* [Page excerpt]:
## START

In a recent article in Time, Erika Christakis asks "Do Teachers Really Discriminate Against Boys?" Evidence shows that teachers actually do not discriminate against boys when they show the same enthusiasm for learning and good behavior that girls do, but that boys who misbehave are graded more harshly. Though Christakis concludes that the problem might lie in teachers' misunderstanding of active, kinesthetic learning styles, I wonder if the true problem is much deeper. It's been my experience that many boys are not taught to show respect to women, and since most of their teachers are women, this lack of respect leads boys to behave negatively in the classroom. If we want to improve boys' school performance, teaching them to respect women is crucial.
I taught eighth grade language arts in a poverty-stricken, almost entirely minority middle school in Dallas ISD. While my experiences in the school could constitute an entire book worth of analysis, the short version is, I was miserable, and though I tried my best to help my students learn, it often felt like the odds against them (and me) were overwhelming. One of the greatest obstacles was the constant bad behavior, especially from boys. It's true that a lot of the ordinary misbehavior was typical restless teenager problems--talking to much and goofing off in class--but the worst of it had a far darker and uglier aspect. Male students drew sexual pictures of me in their books, with extremely explicit taglines referring to me by name. Other students (mostly male) screamed curse words at me in class. Of course, I was not the only target of their attacks. One male bully took off his belt in my class and used it to hit one of my female students. He spent one day in ISS before he was back in my class, bullying and harming other students. I saw similar behavior in the boys who viciously bullied New York bus monitor Karen Klein.
The constant disrespect directed at me by male students was one of the most degrading and dehumanizing aspects of my job. Essentially, their disrespect made it enormously difficult for me to manage my class, much less teach students what they needed to learn. I do not think that I was solely to blame for my experiences being sexually harassed by my own students, although the administrators at my school frequently blamed me. They refused to take bullying or sexual harassment seriously, whether it effected students or teachers. This corrosive environment leaves female students and teachers vulnerable to abuses, and keeps boys from getting the guidance and help they need to improve their lives. I strongly believe that intervening to protect the victims of harassment, while educating young men to treat women with respect can help undo a vicious cycle. How can young women learn when they are so often subjected to such derogatory treatment? How can young men learn when they have so much contempt for the women who try to teach them?
I'm not suggesting that simply teaching boys to respect women is the only solution, but if we don't address the severe behavioral problems so many impoverished boys develop, then we will inhibit their learning as well as their social development.
So what can we do to improve boys' attitudes towards women? I have several suggestions.

## END

* [Dataset excerpt]:

## START

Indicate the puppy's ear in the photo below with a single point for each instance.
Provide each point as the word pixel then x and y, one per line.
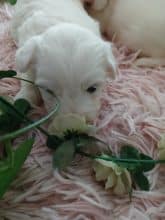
pixel 110 61
pixel 26 55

## END

* [Your objective]: Please state what grade and subject the writer of the essay on boys' classroom behavior taught in Dallas ISD.

* [Full output]: Eighth grade language arts.